Task description: Please write out all of the entries without altering anything.

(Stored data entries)
★ ★ ★
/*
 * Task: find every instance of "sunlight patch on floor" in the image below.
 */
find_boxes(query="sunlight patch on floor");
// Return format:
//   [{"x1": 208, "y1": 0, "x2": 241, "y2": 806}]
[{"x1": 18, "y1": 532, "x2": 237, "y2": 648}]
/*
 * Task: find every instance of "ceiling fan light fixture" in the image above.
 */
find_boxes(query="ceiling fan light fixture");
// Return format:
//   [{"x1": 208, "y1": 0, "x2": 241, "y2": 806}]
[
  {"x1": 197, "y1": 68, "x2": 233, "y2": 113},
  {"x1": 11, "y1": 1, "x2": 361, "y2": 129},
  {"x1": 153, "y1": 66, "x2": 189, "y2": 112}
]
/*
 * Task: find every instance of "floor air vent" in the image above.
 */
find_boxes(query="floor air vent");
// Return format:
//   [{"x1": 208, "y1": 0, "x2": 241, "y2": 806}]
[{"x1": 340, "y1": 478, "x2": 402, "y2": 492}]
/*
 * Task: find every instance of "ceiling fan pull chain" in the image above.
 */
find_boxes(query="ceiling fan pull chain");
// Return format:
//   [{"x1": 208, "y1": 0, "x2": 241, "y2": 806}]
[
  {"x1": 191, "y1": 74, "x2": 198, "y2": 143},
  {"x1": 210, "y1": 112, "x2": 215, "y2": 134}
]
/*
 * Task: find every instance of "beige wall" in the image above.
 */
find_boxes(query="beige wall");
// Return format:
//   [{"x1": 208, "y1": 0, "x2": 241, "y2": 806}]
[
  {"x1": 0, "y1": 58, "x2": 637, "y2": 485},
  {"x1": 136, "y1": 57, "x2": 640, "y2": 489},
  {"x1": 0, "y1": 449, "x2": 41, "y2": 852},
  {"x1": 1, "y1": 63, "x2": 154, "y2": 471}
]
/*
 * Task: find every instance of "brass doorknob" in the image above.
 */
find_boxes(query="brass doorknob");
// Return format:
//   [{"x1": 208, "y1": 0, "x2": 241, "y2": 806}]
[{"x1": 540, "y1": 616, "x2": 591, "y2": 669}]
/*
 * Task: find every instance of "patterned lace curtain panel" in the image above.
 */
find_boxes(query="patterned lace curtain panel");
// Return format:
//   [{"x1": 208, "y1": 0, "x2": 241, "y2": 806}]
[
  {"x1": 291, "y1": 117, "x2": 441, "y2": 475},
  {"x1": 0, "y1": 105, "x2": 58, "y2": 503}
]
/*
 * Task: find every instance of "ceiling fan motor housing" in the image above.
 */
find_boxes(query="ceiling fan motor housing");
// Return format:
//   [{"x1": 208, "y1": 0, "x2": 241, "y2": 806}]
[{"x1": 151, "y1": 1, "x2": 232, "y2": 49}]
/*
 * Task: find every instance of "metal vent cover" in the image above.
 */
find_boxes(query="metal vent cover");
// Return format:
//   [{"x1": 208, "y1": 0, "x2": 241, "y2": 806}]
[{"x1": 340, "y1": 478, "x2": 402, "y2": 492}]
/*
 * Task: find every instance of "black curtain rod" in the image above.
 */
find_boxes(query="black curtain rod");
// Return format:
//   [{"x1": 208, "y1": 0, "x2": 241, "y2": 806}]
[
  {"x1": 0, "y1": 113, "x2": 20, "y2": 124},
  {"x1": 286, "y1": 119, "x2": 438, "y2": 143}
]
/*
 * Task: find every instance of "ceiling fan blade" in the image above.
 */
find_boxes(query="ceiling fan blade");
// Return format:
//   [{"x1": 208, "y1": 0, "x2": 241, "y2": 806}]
★ ★ ★
Solved exercise:
/*
 * Task: find every instance of "sunlight patch on floor" in the image below.
 */
find_boxes(query="sunlight patch on floor");
// Return format:
//   [{"x1": 208, "y1": 0, "x2": 241, "y2": 806}]
[{"x1": 18, "y1": 532, "x2": 237, "y2": 648}]
/*
 * Task: find every instance of "ceiling fan light fixture" in the image above.
 */
find_boxes(query="ceiling fan light fixture");
// Return format:
//   [{"x1": 208, "y1": 0, "x2": 241, "y2": 806}]
[
  {"x1": 197, "y1": 68, "x2": 233, "y2": 113},
  {"x1": 11, "y1": 1, "x2": 361, "y2": 129},
  {"x1": 153, "y1": 66, "x2": 189, "y2": 112}
]
/*
 * Task: find every instance of "floor air vent" in the image above.
 */
find_boxes(query="floor air vent");
// Return format:
//   [{"x1": 208, "y1": 0, "x2": 241, "y2": 806}]
[{"x1": 340, "y1": 478, "x2": 402, "y2": 492}]
/*
 * Task: find every instance of "ceiling fan pull chain" in the image above.
 */
find_boxes(query="ceiling fan pull chain");
// Return format:
//   [{"x1": 208, "y1": 0, "x2": 241, "y2": 806}]
[
  {"x1": 191, "y1": 74, "x2": 198, "y2": 143},
  {"x1": 210, "y1": 112, "x2": 215, "y2": 134}
]
/*
 * Task: find every instance of "beige wall" in the image above.
 */
find_boxes(query="beige wall");
// Return format:
//   [{"x1": 208, "y1": 0, "x2": 241, "y2": 806}]
[
  {"x1": 0, "y1": 58, "x2": 637, "y2": 485},
  {"x1": 136, "y1": 57, "x2": 640, "y2": 489},
  {"x1": 0, "y1": 449, "x2": 41, "y2": 852},
  {"x1": 1, "y1": 63, "x2": 154, "y2": 471}
]
/*
 * Task: find every instance of "brass doorknob" in the image above.
 */
find_boxes(query="brass doorknob");
// Return format:
//   [{"x1": 208, "y1": 0, "x2": 241, "y2": 806}]
[{"x1": 540, "y1": 616, "x2": 591, "y2": 669}]
/*
 * Task: find every instance of "patterned lace curtain panel" in the image above.
 */
find_boxes(query="patterned lace curtain panel");
// Return format:
//   [{"x1": 208, "y1": 0, "x2": 241, "y2": 806}]
[
  {"x1": 291, "y1": 117, "x2": 441, "y2": 475},
  {"x1": 0, "y1": 105, "x2": 58, "y2": 503}
]
/*
 * Task: find every instance of "ceiling fan motor housing" in the image above.
 */
find_boxes(query="ceiling fan motor housing");
// Return format:
//   [{"x1": 208, "y1": 0, "x2": 241, "y2": 806}]
[{"x1": 151, "y1": 1, "x2": 232, "y2": 49}]
/*
 * Task: find every instance of "metal vent cover" in the image above.
 */
find_boxes(query="metal vent cover");
// Return format:
//   [{"x1": 208, "y1": 0, "x2": 241, "y2": 806}]
[{"x1": 340, "y1": 478, "x2": 402, "y2": 492}]
/*
 * Task: find every instance of "black curtain rod" in the image above.
 */
find_boxes(query="black curtain rod");
// Return format:
//   [{"x1": 208, "y1": 0, "x2": 241, "y2": 806}]
[
  {"x1": 0, "y1": 113, "x2": 20, "y2": 124},
  {"x1": 286, "y1": 119, "x2": 438, "y2": 143}
]
/*
 * Task: find every instance of "ceiling fan blade" in the image above.
 */
find_boxes(query="ceiling fan blade");
// Return format:
//   [{"x1": 208, "y1": 0, "x2": 241, "y2": 806}]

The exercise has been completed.